Repeat each entry exactly.

# # # # #

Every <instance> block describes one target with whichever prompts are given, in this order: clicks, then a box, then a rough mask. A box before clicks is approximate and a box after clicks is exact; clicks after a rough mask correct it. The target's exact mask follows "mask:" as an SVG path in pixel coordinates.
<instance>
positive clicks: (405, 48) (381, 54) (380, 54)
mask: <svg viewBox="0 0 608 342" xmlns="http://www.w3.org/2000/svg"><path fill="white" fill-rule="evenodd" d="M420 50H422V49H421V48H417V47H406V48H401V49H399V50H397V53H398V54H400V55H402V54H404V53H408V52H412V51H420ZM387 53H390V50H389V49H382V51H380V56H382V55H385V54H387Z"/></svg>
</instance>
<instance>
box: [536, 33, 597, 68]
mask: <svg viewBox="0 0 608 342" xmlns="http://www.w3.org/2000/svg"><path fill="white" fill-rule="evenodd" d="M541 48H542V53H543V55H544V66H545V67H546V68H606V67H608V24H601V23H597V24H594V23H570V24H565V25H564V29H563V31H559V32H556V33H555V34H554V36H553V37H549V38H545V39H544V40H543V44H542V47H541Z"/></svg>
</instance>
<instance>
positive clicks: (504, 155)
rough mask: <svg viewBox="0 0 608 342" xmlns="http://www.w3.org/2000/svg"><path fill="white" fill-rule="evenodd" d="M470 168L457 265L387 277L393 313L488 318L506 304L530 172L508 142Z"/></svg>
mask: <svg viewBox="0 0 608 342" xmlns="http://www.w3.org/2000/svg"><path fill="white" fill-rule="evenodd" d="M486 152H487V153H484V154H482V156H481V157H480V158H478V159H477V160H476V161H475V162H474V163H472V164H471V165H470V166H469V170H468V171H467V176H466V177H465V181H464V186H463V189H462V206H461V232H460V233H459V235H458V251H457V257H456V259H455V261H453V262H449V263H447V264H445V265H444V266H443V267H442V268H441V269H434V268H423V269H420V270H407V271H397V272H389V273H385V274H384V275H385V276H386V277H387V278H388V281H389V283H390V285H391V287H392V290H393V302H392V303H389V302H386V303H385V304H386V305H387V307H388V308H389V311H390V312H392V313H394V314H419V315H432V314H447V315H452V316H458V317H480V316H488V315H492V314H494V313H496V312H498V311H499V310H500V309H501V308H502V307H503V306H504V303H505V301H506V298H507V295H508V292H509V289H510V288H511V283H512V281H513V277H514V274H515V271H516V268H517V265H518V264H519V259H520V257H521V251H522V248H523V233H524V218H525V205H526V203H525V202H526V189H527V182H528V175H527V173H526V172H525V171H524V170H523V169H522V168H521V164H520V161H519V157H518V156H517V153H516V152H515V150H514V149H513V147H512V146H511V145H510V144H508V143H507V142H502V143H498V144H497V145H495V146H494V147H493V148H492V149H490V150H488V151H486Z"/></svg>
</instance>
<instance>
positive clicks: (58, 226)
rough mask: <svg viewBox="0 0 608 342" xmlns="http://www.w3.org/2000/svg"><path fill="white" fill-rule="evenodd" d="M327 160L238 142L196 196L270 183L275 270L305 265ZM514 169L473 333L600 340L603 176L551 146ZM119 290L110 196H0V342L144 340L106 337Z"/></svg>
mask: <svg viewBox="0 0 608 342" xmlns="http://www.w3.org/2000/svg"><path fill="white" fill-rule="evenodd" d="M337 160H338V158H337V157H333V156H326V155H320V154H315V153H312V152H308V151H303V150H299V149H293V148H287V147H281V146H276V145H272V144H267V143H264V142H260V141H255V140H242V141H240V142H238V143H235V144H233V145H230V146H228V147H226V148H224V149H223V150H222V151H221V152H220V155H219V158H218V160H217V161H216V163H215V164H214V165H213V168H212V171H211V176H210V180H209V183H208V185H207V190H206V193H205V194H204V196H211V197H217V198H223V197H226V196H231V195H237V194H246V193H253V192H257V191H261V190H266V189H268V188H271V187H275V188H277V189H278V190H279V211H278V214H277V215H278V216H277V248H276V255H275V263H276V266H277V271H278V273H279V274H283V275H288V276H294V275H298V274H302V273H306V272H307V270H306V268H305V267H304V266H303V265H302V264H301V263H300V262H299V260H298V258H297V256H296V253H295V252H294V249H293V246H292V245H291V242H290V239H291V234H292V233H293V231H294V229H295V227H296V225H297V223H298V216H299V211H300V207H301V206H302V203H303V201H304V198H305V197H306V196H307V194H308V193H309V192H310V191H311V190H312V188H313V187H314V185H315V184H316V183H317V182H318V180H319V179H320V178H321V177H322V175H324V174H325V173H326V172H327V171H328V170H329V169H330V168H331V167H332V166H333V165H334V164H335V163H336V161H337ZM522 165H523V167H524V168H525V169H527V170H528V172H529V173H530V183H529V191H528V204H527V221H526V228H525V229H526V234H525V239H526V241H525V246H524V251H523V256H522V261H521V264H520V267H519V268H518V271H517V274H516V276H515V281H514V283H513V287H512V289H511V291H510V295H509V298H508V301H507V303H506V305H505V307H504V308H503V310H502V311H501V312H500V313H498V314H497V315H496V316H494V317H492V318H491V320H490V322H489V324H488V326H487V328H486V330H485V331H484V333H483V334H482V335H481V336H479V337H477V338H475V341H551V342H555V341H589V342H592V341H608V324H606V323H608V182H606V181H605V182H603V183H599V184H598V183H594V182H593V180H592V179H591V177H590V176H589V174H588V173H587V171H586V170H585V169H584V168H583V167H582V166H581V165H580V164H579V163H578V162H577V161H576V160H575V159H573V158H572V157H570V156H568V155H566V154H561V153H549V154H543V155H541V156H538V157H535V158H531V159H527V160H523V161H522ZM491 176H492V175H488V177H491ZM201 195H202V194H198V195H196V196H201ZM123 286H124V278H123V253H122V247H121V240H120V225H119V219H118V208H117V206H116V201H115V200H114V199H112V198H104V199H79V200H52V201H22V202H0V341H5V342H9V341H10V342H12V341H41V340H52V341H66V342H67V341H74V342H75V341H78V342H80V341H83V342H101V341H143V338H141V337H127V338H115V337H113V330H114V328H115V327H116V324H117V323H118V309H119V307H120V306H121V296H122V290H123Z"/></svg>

# # # # #

**RESULT OF THE EXERCISE**.
Every <instance> block describes one target with whichever prompts are given, in this order: clicks, then a box, then a rough mask. A box before clicks is approximate and a box after clicks is exact; clicks after a rough mask correct it. The target's exact mask follows "mask:" as an SVG path in pixel coordinates.
<instance>
positive clicks: (405, 48) (381, 54) (380, 54)
mask: <svg viewBox="0 0 608 342" xmlns="http://www.w3.org/2000/svg"><path fill="white" fill-rule="evenodd" d="M420 50H422V49H421V48H417V47H406V48H401V49H399V50H397V53H398V54H400V55H402V54H404V53H408V52H412V51H420ZM387 53H390V50H389V49H382V51H380V56H382V55H385V54H387Z"/></svg>
</instance>
<instance>
box: [536, 33, 597, 68]
mask: <svg viewBox="0 0 608 342" xmlns="http://www.w3.org/2000/svg"><path fill="white" fill-rule="evenodd" d="M541 48H542V53H543V55H544V66H545V67H546V68H606V67H608V24H601V23H597V24H594V23H570V24H565V25H564V29H563V31H559V32H556V33H555V34H554V36H553V37H549V38H545V39H544V40H543V44H542V47H541Z"/></svg>
</instance>
<instance>
positive clicks: (504, 155)
rough mask: <svg viewBox="0 0 608 342" xmlns="http://www.w3.org/2000/svg"><path fill="white" fill-rule="evenodd" d="M470 168L457 265L387 277L393 313L488 318L506 304L530 172L508 142Z"/></svg>
mask: <svg viewBox="0 0 608 342" xmlns="http://www.w3.org/2000/svg"><path fill="white" fill-rule="evenodd" d="M486 152H487V153H484V154H482V156H481V157H480V158H478V159H477V160H476V161H475V162H474V163H472V164H471V165H470V166H469V170H468V171H467V176H466V177H465V181H464V186H463V189H462V206H461V232H460V233H459V235H458V251H457V257H456V259H455V261H453V262H449V263H447V264H445V265H444V266H443V267H442V268H441V269H434V268H423V269H420V270H407V271H397V272H389V273H385V274H384V275H385V276H386V277H387V278H388V281H389V283H390V285H391V287H392V290H393V302H392V303H389V302H386V303H385V304H386V305H387V307H388V308H389V311H390V312H392V313H394V314H419V315H432V314H447V315H452V316H458V317H480V316H488V315H492V314H494V313H496V312H498V311H499V310H500V309H501V308H502V307H503V306H504V303H505V301H506V298H507V295H508V292H509V289H510V288H511V283H512V281H513V277H514V274H515V271H516V268H517V265H518V264H519V259H520V257H521V251H522V248H523V233H524V218H525V205H526V203H525V202H526V189H527V182H528V175H527V173H526V172H525V171H524V170H523V169H522V168H521V164H520V161H519V157H518V156H517V153H516V152H515V150H514V149H513V147H512V146H511V145H510V144H508V143H507V142H502V143H498V144H497V145H495V146H494V147H493V148H492V149H490V150H488V151H486Z"/></svg>
</instance>
<instance>
positive clicks: (58, 226)
rough mask: <svg viewBox="0 0 608 342" xmlns="http://www.w3.org/2000/svg"><path fill="white" fill-rule="evenodd" d="M327 160L238 142L196 196L270 183L275 270L305 265ZM514 169L473 333L600 340L603 176L551 146ZM119 290L110 196H0V342L144 340L106 337Z"/></svg>
mask: <svg viewBox="0 0 608 342" xmlns="http://www.w3.org/2000/svg"><path fill="white" fill-rule="evenodd" d="M337 160H338V158H337V157H333V156H326V155H320V154H315V153H312V152H308V151H303V150H299V149H293V148H287V147H281V146H276V145H272V144H267V143H264V142H260V141H255V140H242V141H240V142H238V143H235V144H233V145H230V146H228V147H226V148H224V149H223V150H222V151H221V152H220V155H219V158H218V160H217V161H216V163H215V164H214V165H213V168H212V171H211V176H210V180H209V183H208V185H207V190H206V193H205V194H204V196H211V197H217V198H223V197H226V196H231V195H237V194H246V193H253V192H257V191H261V190H266V189H268V188H271V187H275V188H277V189H278V190H279V211H278V214H277V215H278V216H277V248H276V255H275V263H276V266H277V271H278V273H279V274H283V275H288V276H294V275H298V274H302V273H306V272H307V270H306V268H305V267H304V266H303V265H302V264H301V263H300V262H299V260H298V258H297V256H296V253H295V252H294V249H293V246H292V245H291V242H290V239H291V234H292V233H293V231H294V229H295V227H296V225H297V223H298V216H299V211H300V207H301V206H302V203H303V201H304V198H305V197H306V196H307V194H308V193H309V192H310V191H311V190H312V188H313V187H314V185H315V184H316V183H317V182H318V180H319V179H320V178H321V177H322V175H324V174H325V173H326V172H327V171H328V170H329V169H330V168H331V167H332V166H333V165H334V164H335V163H336V161H337ZM522 165H523V167H524V168H525V169H527V170H528V172H529V173H530V183H529V191H528V204H527V221H526V228H525V229H526V234H525V239H526V241H525V246H524V251H523V256H522V261H521V264H520V267H519V268H518V271H517V274H516V276H515V281H514V283H513V287H512V289H511V291H510V295H509V298H508V301H507V303H506V305H505V307H504V308H503V310H502V311H501V312H500V313H498V314H497V315H496V316H494V317H492V318H491V320H490V322H489V324H488V326H487V328H486V330H485V331H484V333H483V334H482V335H481V336H479V337H477V338H475V341H551V342H555V341H589V342H592V341H608V324H606V323H608V182H606V181H605V182H603V183H599V184H598V183H594V182H593V180H592V179H591V177H590V176H589V174H588V173H587V171H586V170H585V169H584V168H583V167H582V166H581V165H580V164H579V163H578V162H577V161H576V160H575V159H573V158H572V157H570V156H568V155H566V154H561V153H549V154H543V155H541V156H538V157H535V158H531V159H527V160H523V161H522ZM491 176H492V175H488V177H491ZM201 195H202V194H198V195H196V196H201ZM123 286H124V278H123V253H122V247H121V240H120V225H119V219H118V208H117V206H116V201H115V200H114V199H112V198H104V199H79V200H52V201H22V202H0V341H5V342H9V341H10V342H12V341H41V340H52V341H66V342H67V341H74V342H75V341H78V342H80V341H83V342H101V341H143V338H141V337H127V338H115V337H113V330H114V328H115V327H116V324H117V323H118V309H119V307H120V306H121V296H122V290H123Z"/></svg>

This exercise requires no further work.